[WHAT IS REQUIRED] What is needed is the number of lines in the data below that include "trousers", stated by itself.

Stored data entries:
- - - - - - -
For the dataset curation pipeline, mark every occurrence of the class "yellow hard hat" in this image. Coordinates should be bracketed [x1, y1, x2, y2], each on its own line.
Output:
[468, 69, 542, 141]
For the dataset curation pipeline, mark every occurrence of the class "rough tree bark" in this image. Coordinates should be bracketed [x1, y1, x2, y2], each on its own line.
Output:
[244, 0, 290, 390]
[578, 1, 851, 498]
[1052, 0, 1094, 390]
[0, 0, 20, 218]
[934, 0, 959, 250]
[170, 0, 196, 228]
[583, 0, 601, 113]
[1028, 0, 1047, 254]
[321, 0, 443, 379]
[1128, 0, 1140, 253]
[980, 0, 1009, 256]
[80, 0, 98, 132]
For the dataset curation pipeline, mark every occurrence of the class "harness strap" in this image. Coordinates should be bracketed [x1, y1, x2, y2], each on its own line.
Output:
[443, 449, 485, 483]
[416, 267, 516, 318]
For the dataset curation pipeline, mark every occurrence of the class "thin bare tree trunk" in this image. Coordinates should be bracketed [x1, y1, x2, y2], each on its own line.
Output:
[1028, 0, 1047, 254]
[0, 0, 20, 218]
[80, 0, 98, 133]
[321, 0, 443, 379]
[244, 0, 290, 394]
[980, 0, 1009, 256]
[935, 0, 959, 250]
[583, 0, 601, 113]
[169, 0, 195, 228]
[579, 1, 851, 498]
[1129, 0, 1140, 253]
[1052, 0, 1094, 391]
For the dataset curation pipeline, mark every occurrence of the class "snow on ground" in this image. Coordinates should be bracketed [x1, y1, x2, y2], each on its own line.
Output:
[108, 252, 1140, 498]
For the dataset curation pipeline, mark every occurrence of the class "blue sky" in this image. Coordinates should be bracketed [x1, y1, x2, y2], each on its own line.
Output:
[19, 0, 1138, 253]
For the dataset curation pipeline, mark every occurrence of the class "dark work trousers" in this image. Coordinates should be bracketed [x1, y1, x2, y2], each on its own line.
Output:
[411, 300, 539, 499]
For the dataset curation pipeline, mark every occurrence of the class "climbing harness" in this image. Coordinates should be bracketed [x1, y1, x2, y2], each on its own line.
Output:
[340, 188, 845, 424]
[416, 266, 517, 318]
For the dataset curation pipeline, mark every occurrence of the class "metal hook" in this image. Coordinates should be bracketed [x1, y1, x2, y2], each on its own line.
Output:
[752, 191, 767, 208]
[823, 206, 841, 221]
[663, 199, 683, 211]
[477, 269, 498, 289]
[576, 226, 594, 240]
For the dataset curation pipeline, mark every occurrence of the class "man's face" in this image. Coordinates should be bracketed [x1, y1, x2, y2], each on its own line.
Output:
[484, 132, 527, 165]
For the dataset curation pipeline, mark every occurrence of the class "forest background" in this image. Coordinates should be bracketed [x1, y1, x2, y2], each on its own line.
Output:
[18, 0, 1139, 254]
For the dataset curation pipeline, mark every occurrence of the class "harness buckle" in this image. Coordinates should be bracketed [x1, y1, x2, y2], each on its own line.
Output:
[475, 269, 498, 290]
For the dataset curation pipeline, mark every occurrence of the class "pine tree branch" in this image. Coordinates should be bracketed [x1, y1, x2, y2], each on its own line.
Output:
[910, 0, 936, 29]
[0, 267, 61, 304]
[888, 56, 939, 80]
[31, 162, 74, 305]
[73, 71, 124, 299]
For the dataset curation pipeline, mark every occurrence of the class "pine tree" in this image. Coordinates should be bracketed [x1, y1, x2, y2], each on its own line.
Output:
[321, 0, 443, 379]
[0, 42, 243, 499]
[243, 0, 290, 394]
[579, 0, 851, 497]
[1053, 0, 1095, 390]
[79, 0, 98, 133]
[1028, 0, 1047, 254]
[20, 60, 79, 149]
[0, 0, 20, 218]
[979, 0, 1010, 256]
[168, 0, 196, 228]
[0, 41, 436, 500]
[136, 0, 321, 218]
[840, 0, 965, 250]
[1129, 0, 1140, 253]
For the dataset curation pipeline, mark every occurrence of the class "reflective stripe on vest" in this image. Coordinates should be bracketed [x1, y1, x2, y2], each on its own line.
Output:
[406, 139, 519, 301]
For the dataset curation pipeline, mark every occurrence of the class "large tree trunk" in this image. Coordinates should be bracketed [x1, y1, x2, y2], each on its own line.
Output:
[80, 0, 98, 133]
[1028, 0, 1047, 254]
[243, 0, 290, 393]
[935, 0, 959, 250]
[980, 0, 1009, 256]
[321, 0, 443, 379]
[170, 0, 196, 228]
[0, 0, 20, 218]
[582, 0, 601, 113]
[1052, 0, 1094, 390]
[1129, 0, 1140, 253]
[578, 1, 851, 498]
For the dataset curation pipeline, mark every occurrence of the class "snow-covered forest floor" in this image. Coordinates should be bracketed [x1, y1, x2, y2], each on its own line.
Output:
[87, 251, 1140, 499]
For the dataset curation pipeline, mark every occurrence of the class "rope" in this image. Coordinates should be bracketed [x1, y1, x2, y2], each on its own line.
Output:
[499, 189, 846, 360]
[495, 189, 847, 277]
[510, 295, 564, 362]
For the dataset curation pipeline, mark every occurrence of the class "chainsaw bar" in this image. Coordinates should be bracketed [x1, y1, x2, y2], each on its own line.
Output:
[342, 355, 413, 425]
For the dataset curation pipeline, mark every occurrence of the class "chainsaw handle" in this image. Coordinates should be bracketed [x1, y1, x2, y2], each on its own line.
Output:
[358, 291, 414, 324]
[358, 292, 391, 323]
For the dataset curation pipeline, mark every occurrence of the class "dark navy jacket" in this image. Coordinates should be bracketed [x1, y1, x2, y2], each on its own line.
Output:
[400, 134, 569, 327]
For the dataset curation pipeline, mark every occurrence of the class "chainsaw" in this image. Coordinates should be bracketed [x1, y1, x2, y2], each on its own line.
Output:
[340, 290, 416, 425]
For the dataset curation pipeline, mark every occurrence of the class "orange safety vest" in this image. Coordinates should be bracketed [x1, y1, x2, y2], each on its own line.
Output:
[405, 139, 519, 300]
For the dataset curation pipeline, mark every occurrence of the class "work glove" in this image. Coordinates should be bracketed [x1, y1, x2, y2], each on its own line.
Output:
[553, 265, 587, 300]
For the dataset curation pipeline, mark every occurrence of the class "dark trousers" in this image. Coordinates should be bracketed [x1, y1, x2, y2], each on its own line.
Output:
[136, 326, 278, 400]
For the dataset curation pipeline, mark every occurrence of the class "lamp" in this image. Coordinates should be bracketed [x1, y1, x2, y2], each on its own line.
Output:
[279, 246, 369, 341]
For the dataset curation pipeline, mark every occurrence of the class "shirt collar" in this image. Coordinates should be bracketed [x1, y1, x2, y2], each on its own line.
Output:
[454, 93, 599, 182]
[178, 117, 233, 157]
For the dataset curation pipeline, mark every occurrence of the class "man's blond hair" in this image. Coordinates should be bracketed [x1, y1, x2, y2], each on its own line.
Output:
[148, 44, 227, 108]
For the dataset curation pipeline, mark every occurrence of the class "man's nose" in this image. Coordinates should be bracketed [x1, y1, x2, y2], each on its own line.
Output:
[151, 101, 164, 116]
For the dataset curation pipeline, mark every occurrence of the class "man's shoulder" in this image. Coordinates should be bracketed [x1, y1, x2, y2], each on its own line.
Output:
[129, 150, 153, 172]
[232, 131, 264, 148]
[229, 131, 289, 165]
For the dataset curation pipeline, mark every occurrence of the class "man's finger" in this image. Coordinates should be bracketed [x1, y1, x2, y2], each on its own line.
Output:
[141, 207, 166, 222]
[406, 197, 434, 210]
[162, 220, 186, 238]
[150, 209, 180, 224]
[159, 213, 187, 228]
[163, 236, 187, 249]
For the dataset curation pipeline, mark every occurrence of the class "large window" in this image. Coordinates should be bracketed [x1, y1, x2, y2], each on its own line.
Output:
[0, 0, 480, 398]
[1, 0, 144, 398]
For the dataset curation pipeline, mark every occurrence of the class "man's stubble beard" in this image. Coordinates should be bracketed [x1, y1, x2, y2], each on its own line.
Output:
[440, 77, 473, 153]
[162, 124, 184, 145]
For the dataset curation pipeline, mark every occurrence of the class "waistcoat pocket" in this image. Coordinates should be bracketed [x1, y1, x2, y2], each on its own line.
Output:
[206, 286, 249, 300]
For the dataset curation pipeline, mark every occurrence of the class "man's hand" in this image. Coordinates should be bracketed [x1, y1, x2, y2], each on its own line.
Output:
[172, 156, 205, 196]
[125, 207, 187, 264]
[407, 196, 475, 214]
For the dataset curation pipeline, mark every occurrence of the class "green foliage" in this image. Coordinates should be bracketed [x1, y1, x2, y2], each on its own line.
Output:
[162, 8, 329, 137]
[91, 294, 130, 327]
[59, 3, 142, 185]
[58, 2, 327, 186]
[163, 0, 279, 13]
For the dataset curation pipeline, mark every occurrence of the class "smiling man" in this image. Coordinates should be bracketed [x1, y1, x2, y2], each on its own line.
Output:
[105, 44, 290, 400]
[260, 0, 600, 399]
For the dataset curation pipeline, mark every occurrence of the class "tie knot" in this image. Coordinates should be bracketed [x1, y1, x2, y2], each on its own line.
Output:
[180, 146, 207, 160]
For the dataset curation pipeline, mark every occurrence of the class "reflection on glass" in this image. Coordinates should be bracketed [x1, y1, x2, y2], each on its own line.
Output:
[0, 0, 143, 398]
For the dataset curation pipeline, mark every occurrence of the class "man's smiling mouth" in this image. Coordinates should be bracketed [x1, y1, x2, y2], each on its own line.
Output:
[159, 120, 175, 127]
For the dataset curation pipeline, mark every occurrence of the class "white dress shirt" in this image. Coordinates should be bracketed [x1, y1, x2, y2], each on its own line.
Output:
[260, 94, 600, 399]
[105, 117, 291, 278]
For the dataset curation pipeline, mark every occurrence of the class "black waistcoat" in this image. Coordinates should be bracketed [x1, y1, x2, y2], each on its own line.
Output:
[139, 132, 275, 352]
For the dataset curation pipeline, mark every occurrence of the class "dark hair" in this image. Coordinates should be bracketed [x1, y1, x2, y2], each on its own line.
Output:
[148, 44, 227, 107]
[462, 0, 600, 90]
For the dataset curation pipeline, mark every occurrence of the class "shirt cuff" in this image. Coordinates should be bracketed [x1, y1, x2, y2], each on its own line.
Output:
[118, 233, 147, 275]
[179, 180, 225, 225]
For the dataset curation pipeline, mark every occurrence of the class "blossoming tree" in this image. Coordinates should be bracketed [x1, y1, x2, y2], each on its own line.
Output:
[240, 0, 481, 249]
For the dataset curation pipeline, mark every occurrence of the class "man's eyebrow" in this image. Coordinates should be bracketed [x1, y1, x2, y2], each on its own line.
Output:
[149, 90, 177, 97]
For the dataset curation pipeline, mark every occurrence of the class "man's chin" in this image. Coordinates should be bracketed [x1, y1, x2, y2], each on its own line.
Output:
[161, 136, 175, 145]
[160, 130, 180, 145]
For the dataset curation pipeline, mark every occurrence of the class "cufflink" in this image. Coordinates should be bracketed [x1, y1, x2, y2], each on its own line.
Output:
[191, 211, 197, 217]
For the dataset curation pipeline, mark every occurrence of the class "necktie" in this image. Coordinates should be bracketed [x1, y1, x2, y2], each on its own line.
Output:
- - - - - - -
[EXERCISE RESULT] 2